PROBLEM TO SOLVE —
Could you reproduce the lines below from the one with "Target: ornate wooden mirror frame" through the one with "Drop one dot on each instance of the gold picture"? Keep both ends and add nothing.
■ ■ ■ ■ ■
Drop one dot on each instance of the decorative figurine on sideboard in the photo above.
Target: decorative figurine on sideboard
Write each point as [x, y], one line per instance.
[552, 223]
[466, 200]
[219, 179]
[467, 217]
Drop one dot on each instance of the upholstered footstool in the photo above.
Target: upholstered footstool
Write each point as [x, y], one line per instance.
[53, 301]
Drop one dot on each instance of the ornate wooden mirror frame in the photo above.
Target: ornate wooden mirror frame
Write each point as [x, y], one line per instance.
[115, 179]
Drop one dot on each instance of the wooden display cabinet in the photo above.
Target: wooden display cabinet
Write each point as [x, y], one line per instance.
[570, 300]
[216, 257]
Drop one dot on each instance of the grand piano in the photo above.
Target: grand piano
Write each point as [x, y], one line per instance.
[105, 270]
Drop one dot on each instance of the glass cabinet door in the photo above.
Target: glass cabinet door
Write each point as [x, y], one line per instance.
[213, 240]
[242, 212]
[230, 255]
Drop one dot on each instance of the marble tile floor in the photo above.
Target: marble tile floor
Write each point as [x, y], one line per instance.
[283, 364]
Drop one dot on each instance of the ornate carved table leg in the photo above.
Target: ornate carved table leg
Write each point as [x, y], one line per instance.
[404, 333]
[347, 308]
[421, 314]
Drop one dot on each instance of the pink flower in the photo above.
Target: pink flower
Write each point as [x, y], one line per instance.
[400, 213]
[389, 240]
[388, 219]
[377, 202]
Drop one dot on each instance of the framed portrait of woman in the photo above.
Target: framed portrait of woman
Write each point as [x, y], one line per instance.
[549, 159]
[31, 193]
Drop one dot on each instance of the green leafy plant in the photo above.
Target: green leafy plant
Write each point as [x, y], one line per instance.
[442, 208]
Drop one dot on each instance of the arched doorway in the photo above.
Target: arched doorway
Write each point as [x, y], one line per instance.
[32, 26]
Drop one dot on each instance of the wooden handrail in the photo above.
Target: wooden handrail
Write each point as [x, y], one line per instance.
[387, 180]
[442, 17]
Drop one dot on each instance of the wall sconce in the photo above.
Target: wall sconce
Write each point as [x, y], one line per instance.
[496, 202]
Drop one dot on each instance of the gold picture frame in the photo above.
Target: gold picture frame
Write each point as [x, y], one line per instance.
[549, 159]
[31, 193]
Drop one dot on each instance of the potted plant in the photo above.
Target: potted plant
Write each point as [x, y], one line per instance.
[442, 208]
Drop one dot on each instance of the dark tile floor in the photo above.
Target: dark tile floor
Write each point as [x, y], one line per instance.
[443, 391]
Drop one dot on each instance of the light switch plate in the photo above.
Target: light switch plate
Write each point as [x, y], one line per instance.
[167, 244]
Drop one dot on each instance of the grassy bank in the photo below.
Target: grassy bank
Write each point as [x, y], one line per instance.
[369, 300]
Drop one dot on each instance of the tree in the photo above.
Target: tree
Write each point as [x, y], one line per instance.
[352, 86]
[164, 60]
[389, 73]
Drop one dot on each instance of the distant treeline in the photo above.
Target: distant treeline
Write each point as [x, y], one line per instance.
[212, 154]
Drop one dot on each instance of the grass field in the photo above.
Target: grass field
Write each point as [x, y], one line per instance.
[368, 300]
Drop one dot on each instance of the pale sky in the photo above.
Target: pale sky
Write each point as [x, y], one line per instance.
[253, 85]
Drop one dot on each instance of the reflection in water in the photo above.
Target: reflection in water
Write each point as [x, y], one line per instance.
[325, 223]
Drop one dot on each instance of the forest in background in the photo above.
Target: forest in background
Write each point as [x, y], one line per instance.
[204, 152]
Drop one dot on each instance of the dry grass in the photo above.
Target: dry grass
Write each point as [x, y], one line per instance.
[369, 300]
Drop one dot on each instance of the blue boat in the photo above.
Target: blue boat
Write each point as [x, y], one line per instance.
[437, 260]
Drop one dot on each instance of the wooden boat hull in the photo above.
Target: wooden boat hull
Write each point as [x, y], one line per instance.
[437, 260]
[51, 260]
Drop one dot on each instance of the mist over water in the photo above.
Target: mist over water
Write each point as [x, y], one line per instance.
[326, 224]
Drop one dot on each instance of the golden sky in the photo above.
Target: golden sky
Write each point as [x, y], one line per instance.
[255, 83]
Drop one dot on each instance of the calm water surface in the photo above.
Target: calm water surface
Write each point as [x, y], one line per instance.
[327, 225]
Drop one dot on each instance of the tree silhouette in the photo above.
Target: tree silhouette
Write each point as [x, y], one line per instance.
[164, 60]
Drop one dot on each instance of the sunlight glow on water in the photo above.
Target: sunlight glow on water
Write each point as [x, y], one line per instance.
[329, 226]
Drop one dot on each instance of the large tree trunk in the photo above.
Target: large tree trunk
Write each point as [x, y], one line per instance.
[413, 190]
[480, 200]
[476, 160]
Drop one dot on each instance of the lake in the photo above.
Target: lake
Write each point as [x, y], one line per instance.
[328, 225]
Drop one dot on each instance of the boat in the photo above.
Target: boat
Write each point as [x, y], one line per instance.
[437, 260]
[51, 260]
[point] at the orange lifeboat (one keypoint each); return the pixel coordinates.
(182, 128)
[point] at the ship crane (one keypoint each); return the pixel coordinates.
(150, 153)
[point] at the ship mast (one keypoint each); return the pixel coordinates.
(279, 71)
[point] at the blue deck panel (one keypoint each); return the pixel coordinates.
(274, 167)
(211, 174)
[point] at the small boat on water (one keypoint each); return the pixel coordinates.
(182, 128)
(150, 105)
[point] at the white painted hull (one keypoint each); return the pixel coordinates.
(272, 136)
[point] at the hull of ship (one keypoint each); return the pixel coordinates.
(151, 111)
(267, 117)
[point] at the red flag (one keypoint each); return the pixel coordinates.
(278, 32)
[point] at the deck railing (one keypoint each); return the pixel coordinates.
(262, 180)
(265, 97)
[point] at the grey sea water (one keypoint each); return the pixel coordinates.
■ ■ ■ ■ ■
RESPONSE AREA —
Target: ornate wooden mirror frame
Write each point as [x, y], one line per instance.
[115, 179]
Drop one dot on each instance of the wooden display cabinet in the photo above.
Target: wooden display cabinet
Write each point as [x, y], one line per instance.
[570, 300]
[216, 257]
Drop one dot on each instance of the grand piano in the photo above.
Target: grand piano
Write each point as [x, y], one line per instance.
[105, 270]
Drop one dot on each instance of the glass cabinet door in the photo above.
Target: glass cabinet door
Write each point as [x, y], one line per instance.
[213, 240]
[242, 212]
[230, 255]
Drop one dot on each instance of the marble tile floor in the photo above.
Target: marble tile floor
Write each point as [x, y], one line per instance.
[283, 364]
Drop one dot on each instance of the ornate carved table leg in the photo above.
Target: ornate carved table leg
Write each point as [x, y], one line per instance.
[404, 333]
[347, 308]
[421, 314]
Drop one dot on each instance of the pink flower in the photo above.
Target: pink flower
Write each point as [x, y], one line per instance.
[400, 213]
[389, 240]
[388, 219]
[377, 202]
Drop one dot on each instance of the framed portrait of woman in the photo above.
Target: framed portrait of woman
Write each point as [x, y], one line per instance.
[549, 159]
[31, 193]
Drop one dot on each instance of the green leafy plant in the photo above.
Target: green leafy plant
Write each point as [x, y], one line per instance.
[442, 208]
Drop one dot on each instance of the arched doorway in the photo above.
Target: arched doorway
Write each point as [x, y], one line per instance.
[32, 26]
Drop one dot on each instance of the wooden handrail in the photo above.
Target: wooden handrail
Write each point as [x, y], one line per instance.
[387, 180]
[442, 17]
Drop one dot on each instance of the wall sconce in the photo above.
Target: wall sconce
Write each point as [x, y], one line per instance.
[496, 202]
Drop one dot on each instance of the gold picture frame in the photo above.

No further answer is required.